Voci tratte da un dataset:
....................

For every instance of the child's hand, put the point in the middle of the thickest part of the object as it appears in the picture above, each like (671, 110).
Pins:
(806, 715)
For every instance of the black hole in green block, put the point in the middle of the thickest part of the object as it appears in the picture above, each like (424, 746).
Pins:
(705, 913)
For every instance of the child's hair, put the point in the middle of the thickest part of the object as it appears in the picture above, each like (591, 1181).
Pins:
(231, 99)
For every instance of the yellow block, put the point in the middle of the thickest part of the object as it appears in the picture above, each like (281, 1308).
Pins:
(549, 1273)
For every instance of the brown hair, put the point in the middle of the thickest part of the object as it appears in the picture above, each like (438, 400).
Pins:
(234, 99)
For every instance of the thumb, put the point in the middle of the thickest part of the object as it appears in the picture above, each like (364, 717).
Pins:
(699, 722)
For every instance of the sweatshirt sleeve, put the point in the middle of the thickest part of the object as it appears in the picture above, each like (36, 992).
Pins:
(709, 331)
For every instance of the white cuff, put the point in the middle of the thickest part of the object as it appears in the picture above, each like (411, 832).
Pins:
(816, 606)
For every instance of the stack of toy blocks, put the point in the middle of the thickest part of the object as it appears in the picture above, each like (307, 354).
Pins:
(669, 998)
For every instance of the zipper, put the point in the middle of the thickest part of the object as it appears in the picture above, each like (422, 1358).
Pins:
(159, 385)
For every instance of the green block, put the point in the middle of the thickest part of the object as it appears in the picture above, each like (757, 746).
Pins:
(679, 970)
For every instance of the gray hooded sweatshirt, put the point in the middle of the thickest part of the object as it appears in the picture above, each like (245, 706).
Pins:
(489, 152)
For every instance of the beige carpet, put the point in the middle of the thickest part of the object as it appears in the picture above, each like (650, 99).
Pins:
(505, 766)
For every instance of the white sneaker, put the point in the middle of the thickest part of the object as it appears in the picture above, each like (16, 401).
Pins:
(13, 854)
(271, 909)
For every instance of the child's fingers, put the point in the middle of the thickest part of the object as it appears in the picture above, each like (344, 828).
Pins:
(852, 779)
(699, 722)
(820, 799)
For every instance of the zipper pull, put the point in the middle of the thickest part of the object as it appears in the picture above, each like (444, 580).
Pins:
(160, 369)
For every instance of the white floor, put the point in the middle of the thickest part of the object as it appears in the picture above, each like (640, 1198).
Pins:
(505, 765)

....................

Trascrivi senza alcuna modifica ogni riga dei record riportati sopra, dalla prima all'ultima.

For every instance of the child's hand, put the point in the middle of the thickest part of the object as it appears in the picture above, each like (671, 110).
Pins:
(806, 715)
For every instance of the black hole in green block, put the point in the middle of the thickest part of the object as it appears in the picture above, each like (424, 746).
Pins:
(705, 913)
For every instance of the child's hair, put the point in the middle of the thickest part of the object as it appears in the picture above, each like (591, 1181).
Pins:
(231, 99)
For every instance of the yellow block, put the point in the middle of the thickest part of the object as it appears in the picture above, each like (281, 1308).
Pins:
(549, 1273)
For every instance of the brown hair, put the point in the middle of the thickest part of the object as it appears in the picture above, each like (438, 400).
Pins:
(234, 99)
For every instance of the thumb, put the point in the middle of the thickest part of the object as it appears in the picture above, each like (364, 717).
Pins:
(699, 722)
For every instance of the sweatshirt sleeve, put the point in the middle of the thickest part of the object as it appears in the picture above, each like (36, 992).
Pins:
(709, 331)
For every instance of the white cuff, put the point in the middle of the thickest part of the object as it appears in the picture above, each like (411, 832).
Pins:
(816, 606)
For every instance of the stack of toy blocks, put the point in the middle of the thickest part of the object as it appears in the picture above, each like (307, 354).
Pins:
(669, 998)
For every instance of the zipper, put the point in the middle of the thickest part of the object as it appears in the picture above, each like (422, 1358).
Pins:
(159, 385)
For every instance of the green block, put the point in the middle of the thickest part of the object as it appears in the picture above, each like (757, 746).
Pins:
(679, 970)
For every instance of the gray hooded sweatshirt, put the point in the middle of the thickest part of the object as it appears in the picture above, each like (245, 706).
Pins:
(489, 152)
For every instance of the beige carpet, put the point in the middle of the thickest part of the object as it appears in the picture above, each like (650, 99).
Pins:
(505, 766)
For every instance of the white sneaker, put the point in the middle of the thickest part of the object as it appears in the picture above, each like (16, 401).
Pins:
(13, 854)
(271, 909)
For every instance of the child's fingers, put the point in the middle of the thickest part of the object as it appears in the picture above, each like (344, 828).
Pins:
(852, 779)
(699, 722)
(820, 799)
For every instance of the zipper pull, put the point in the middle of the thickest part of the object as it appears in the picture above, each like (444, 580).
Pins:
(160, 369)
For every instance of the white floor, put the point in the middle of the thickest part of the object as it appears in the picture above, each like (640, 1198).
Pins:
(505, 765)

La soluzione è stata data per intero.